_Problem statement_
Output every entry exactly as written, but omit the pictures.
• • • • • • •
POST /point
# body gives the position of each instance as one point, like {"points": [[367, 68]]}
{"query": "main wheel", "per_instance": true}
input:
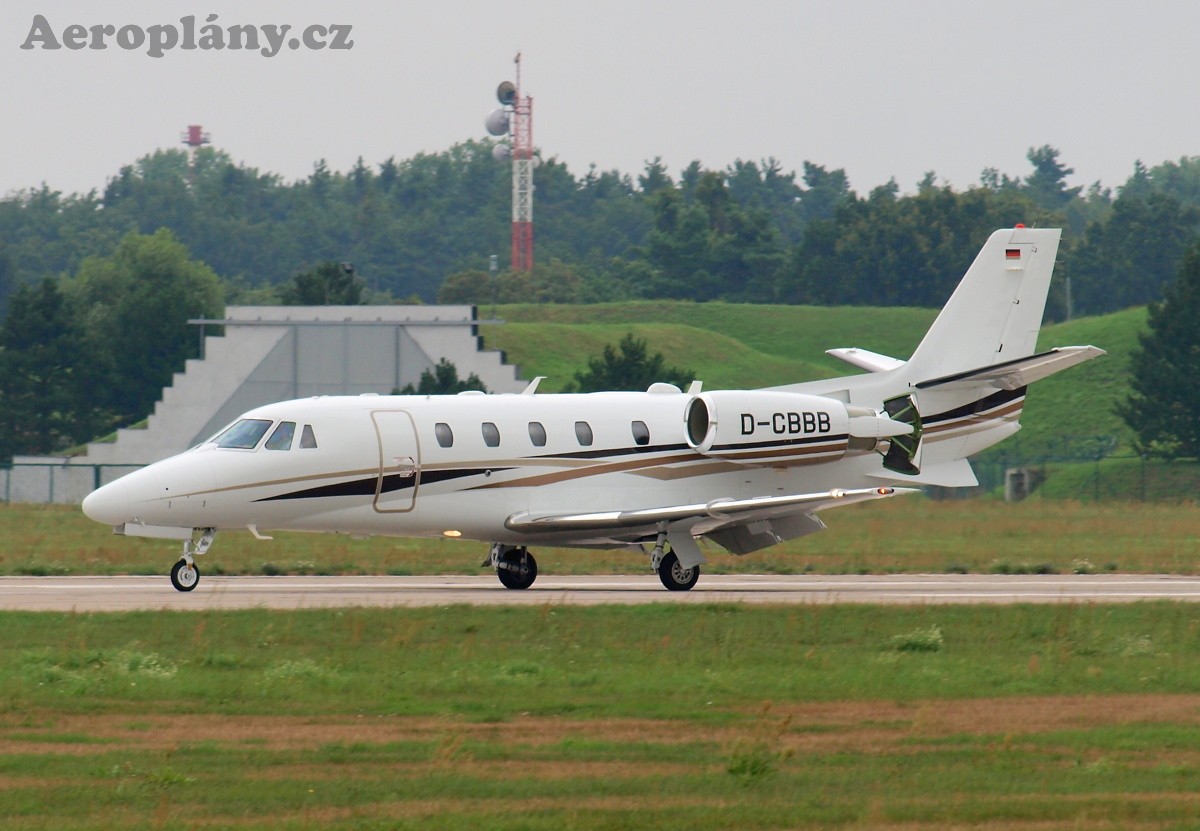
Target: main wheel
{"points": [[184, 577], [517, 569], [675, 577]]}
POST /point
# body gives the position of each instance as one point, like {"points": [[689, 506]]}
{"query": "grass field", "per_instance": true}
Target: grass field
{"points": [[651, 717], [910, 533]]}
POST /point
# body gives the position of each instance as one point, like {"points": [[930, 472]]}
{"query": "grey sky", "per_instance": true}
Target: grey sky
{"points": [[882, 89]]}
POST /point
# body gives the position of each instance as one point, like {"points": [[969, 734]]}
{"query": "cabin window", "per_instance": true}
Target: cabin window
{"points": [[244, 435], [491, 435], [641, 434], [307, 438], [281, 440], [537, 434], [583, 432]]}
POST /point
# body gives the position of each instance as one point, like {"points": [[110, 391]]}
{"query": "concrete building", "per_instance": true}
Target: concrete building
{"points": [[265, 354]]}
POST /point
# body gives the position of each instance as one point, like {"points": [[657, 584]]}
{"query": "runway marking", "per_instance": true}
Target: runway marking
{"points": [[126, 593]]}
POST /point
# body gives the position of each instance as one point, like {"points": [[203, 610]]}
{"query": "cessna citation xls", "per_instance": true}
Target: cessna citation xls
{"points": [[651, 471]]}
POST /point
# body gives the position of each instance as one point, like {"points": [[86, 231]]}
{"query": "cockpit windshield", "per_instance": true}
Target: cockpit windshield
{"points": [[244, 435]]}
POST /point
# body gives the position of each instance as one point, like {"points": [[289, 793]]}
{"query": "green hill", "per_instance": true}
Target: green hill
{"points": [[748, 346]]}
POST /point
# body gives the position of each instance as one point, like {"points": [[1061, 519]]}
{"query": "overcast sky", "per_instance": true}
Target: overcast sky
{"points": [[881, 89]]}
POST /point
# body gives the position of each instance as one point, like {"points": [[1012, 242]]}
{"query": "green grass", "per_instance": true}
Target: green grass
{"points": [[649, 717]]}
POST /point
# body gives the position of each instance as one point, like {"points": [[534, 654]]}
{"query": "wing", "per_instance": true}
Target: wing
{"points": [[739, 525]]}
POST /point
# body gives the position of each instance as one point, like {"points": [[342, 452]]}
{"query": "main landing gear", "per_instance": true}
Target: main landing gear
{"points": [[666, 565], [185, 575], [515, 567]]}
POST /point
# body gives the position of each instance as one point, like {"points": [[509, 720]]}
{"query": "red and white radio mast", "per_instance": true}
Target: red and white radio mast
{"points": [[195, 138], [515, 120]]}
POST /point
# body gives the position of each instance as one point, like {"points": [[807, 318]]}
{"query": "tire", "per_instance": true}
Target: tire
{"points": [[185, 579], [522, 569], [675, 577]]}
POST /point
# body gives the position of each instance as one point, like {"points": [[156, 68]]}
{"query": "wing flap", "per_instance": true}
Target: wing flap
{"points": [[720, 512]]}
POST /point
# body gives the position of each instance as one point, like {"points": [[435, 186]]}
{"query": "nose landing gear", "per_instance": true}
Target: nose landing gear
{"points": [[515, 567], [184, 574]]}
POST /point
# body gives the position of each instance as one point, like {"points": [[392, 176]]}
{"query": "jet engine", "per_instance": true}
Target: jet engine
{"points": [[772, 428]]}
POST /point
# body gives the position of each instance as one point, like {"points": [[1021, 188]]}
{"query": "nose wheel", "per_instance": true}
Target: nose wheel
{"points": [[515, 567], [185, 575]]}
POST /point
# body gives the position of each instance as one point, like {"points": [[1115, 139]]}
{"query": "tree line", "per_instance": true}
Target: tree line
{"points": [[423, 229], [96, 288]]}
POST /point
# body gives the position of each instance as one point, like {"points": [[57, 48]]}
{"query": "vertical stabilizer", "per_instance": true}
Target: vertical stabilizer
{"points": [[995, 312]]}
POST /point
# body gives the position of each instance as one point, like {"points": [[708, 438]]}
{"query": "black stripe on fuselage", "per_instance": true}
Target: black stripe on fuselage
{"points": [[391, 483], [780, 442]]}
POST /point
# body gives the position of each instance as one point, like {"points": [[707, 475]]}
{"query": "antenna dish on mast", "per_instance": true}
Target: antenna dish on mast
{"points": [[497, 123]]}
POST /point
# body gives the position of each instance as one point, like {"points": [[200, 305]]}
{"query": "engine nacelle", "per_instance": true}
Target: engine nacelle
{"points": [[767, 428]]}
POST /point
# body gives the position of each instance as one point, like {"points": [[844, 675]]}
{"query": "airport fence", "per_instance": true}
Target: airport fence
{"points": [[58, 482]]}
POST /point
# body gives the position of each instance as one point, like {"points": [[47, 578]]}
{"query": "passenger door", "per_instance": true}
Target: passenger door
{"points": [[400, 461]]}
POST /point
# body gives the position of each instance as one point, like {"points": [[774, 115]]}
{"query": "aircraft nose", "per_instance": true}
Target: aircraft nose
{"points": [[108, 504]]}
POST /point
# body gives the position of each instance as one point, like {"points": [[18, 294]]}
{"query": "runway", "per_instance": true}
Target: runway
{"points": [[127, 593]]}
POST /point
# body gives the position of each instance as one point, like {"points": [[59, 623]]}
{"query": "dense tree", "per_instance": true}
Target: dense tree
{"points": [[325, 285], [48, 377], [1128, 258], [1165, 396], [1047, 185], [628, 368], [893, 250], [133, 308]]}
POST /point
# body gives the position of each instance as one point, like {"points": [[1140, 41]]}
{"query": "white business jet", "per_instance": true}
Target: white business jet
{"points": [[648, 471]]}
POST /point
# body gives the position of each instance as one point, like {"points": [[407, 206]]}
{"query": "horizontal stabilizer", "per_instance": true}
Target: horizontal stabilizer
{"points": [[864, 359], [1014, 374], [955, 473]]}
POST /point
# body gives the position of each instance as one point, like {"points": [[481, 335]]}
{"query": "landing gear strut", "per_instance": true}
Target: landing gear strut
• • • • • • •
_Response to the task_
POST /point
# body gives the position of each instance as one point, like {"points": [[367, 68]]}
{"query": "main wheel", "per_instance": true}
input:
Target: main wheel
{"points": [[184, 577], [517, 569], [675, 577]]}
POST /point
# body gives the position of each instance as one point, like {"points": [[689, 506]]}
{"query": "grass field", "per_instance": true}
Target: grass field
{"points": [[651, 717], [910, 533]]}
POST /point
# body gives the position of each instance as one point, like {"points": [[930, 472]]}
{"query": "grey sky", "per_instance": true}
Target: grey sky
{"points": [[882, 89]]}
POST /point
# body gives the position of each instance as one point, like {"points": [[969, 734]]}
{"query": "cabin window", "per_instance": true}
Target: cabin window
{"points": [[244, 435], [491, 435], [641, 434], [307, 438], [281, 440], [537, 434], [583, 432]]}
POST /point
# body gives the position of each instance as one point, like {"points": [[110, 391]]}
{"query": "concrete building", "per_instance": true}
Target: concrete building
{"points": [[265, 354]]}
POST /point
# body gives the position of each instance as one point, like {"points": [[657, 584]]}
{"query": "runway marking", "per_instance": true}
Target: runway marking
{"points": [[126, 593]]}
POST /point
# body gives the position of each instance as one point, like {"points": [[203, 610]]}
{"query": "cessna citation xls", "per_instance": true}
Target: cessna citation xls
{"points": [[651, 471]]}
POST /point
# body gives the position of each instance as one point, like {"points": [[86, 231]]}
{"query": "cockpit windshield", "per_instance": true}
Target: cockpit windshield
{"points": [[244, 435]]}
POST /point
# body gives the position of each instance as one point, like {"points": [[289, 793]]}
{"query": "green hill", "per_instance": true}
Target: green hill
{"points": [[748, 346]]}
POST /point
# body gives the position of each instance as one point, like {"points": [[1061, 519]]}
{"query": "overcast sky", "per_instance": true}
Target: overcast sky
{"points": [[881, 89]]}
POST /point
# body gives the position of each instance as one point, like {"points": [[1012, 242]]}
{"query": "green grass", "per_instance": true}
Target: green grass
{"points": [[649, 717]]}
POST /point
# body gives the position of each instance as one point, like {"points": [[534, 654]]}
{"query": "wing", "per_instance": true}
Target: wing
{"points": [[739, 525]]}
POST /point
# body gives the position of each instance as one point, like {"points": [[342, 452]]}
{"query": "main landing gear", "per_instance": true}
Target: main landing gear
{"points": [[666, 565], [185, 575], [515, 567]]}
POST /point
# body gives the position of each instance as one point, like {"points": [[509, 720]]}
{"query": "red and white radio mast", "per_instance": true}
Target: red and white radio mast
{"points": [[195, 138], [515, 120]]}
POST /point
# body gives the position of each instance as one point, like {"points": [[807, 318]]}
{"query": "tire", "per_instance": true}
Target: tire
{"points": [[185, 579], [522, 569], [675, 577]]}
POST /point
# body gives the position of each instance as one point, like {"points": [[156, 68]]}
{"query": "wing flap", "per_instance": true}
Target: wing flap
{"points": [[720, 512]]}
POST /point
# body gives the position of each instance as one point, like {"points": [[435, 186]]}
{"query": "nose landing gear", "per_instance": true}
Target: nose landing gear
{"points": [[515, 567], [184, 574]]}
POST /point
# body gives the position of each instance as one point, like {"points": [[392, 176]]}
{"query": "jet engine", "per_instance": true}
Target: jet engine
{"points": [[772, 428]]}
POST /point
# body gives the position of each instance as one point, like {"points": [[1021, 188]]}
{"query": "nose wheel", "per_instance": true}
Target: nose wheel
{"points": [[515, 567], [185, 575]]}
POST /point
# body gives the position of each instance as one point, like {"points": [[1115, 139]]}
{"query": "tree line", "per_instance": true}
Target: tree line
{"points": [[423, 229], [96, 288]]}
POST /point
# body gives the position of each instance as one point, like {"points": [[57, 48]]}
{"query": "vertical stabilizer", "per_instance": true}
Target: vertical stabilizer
{"points": [[995, 312]]}
POST /point
# body gives the position of each instance as one point, like {"points": [[708, 438]]}
{"query": "black stripe on fuselage", "per_instance": true}
Target: black stripe on fuselage
{"points": [[391, 483], [780, 442]]}
POST /point
# body gives the position of each instance as one point, like {"points": [[707, 475]]}
{"query": "antenna dish on mast", "per_instance": true}
Target: antenna dish on mast
{"points": [[497, 123]]}
POST /point
# body gives the position of each instance as one point, like {"points": [[200, 305]]}
{"query": "engine nacelle", "per_instance": true}
Target: engine nacelle
{"points": [[767, 428]]}
POST /point
# body gives the position of each instance as one point, like {"points": [[844, 675]]}
{"query": "airport fence", "per_instance": true}
Target: airport fence
{"points": [[58, 482]]}
POST /point
# body gives the position of each instance as one point, like {"points": [[47, 578]]}
{"query": "passenger door", "per_instance": true}
Target: passenger door
{"points": [[400, 461]]}
POST /point
# body gives the position of each instance as one point, like {"points": [[774, 115]]}
{"query": "aircraft nose", "per_instance": true}
Target: aircraft nose
{"points": [[108, 504]]}
POST /point
# body gives the position of each instance as one point, like {"points": [[18, 294]]}
{"query": "runway", "per_instance": true}
Target: runway
{"points": [[127, 593]]}
POST /point
# body gives the position of each instance as one point, like {"points": [[59, 623]]}
{"query": "dense tree", "per_instance": true}
Target: dense tree
{"points": [[325, 285], [48, 377], [1128, 258], [1165, 396], [1047, 185], [628, 368], [893, 250], [133, 308]]}
POST /point
# body gives the position of each instance as one point, like {"points": [[1140, 41]]}
{"query": "white business jet", "per_instance": true}
Target: white business jet
{"points": [[648, 471]]}
POST /point
# body gives the position of each instance as one point, like {"points": [[407, 206]]}
{"query": "horizontal stabilizer", "per_instance": true}
Target: horizontal stabilizer
{"points": [[864, 359], [1014, 374], [955, 473]]}
POST /point
# body gives the position of each instance as one point, like {"points": [[481, 335]]}
{"query": "landing gear strut", "per_instance": true}
Target: landing gear strut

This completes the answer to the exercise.